** BEGIN EXERCISE MATERIAL **

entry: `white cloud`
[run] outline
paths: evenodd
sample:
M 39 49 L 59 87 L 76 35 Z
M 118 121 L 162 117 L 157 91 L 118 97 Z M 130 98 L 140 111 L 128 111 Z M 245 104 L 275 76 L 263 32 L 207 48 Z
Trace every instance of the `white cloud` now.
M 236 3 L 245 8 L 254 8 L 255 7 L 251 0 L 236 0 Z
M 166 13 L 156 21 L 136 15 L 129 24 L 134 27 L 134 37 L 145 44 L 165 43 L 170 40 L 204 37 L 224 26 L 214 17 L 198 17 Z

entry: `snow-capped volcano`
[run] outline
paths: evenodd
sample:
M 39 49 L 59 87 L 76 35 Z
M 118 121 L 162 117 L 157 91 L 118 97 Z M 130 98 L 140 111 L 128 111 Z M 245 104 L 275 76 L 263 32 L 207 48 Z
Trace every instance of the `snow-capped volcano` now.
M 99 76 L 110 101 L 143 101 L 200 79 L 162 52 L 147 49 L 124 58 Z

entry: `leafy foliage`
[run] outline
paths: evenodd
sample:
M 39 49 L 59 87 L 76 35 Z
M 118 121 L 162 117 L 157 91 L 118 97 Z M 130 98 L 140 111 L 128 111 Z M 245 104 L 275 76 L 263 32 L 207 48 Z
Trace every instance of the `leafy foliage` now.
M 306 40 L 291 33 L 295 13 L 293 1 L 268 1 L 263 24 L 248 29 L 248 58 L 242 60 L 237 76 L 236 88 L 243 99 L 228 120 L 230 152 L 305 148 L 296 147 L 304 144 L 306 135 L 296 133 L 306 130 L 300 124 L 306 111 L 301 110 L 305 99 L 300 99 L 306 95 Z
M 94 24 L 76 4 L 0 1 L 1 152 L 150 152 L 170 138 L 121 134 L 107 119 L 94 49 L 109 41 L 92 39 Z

** END EXERCISE MATERIAL **

DIRECTIVE: Render every line of the entries above as a single numbered list, leaving out the blank lines.

IN RESPONSE:
1. entry: `white cloud`
2. [run] outline
3. paths: evenodd
4. sample:
5. M 39 49 L 59 87 L 76 35 Z
6. M 118 121 L 162 117 L 157 91 L 118 97 Z M 130 98 L 140 111 L 128 111 Z M 245 104 L 275 76 L 263 32 L 207 48 Z
7. Trace every instance of the `white cloud` now.
8. M 236 3 L 245 8 L 254 8 L 255 7 L 251 0 L 236 0 Z
9. M 166 13 L 156 21 L 136 15 L 129 24 L 134 27 L 134 37 L 145 44 L 165 43 L 170 40 L 204 37 L 224 26 L 214 17 L 198 17 Z
10. entry: `snow-capped volcano`
11. [run] outline
12. paths: evenodd
13. sample:
14. M 39 49 L 59 87 L 76 35 Z
15. M 118 121 L 162 117 L 157 91 L 118 97 Z M 130 98 L 140 111 L 128 111 Z M 245 104 L 275 76 L 263 32 L 207 48 Z
16. Trace every instance of the `snow-capped volcano` now.
17. M 99 76 L 110 101 L 143 101 L 200 79 L 162 52 L 147 49 L 124 58 Z
18. entry: `leafy foliage`
19. [run] outline
20. paths: evenodd
21. sample:
22. M 39 49 L 59 87 L 76 35 Z
23. M 118 121 L 162 117 L 157 91 L 118 97 Z M 130 98 L 140 111 L 128 111 Z M 245 104 L 275 76 L 263 32 L 207 48 Z
24. Trace every instance of the `leafy foliage` now.
25. M 306 40 L 291 33 L 295 13 L 293 1 L 268 1 L 263 24 L 248 29 L 248 58 L 242 60 L 237 76 L 236 88 L 243 99 L 228 120 L 230 152 L 305 148 L 296 147 L 304 144 L 306 135 L 296 133 L 306 130 L 300 124 L 306 111 L 301 110 L 305 99 L 300 99 L 306 95 Z
26. M 94 24 L 76 4 L 0 1 L 1 152 L 150 152 L 170 138 L 121 134 L 107 119 L 94 49 L 109 41 L 92 39 Z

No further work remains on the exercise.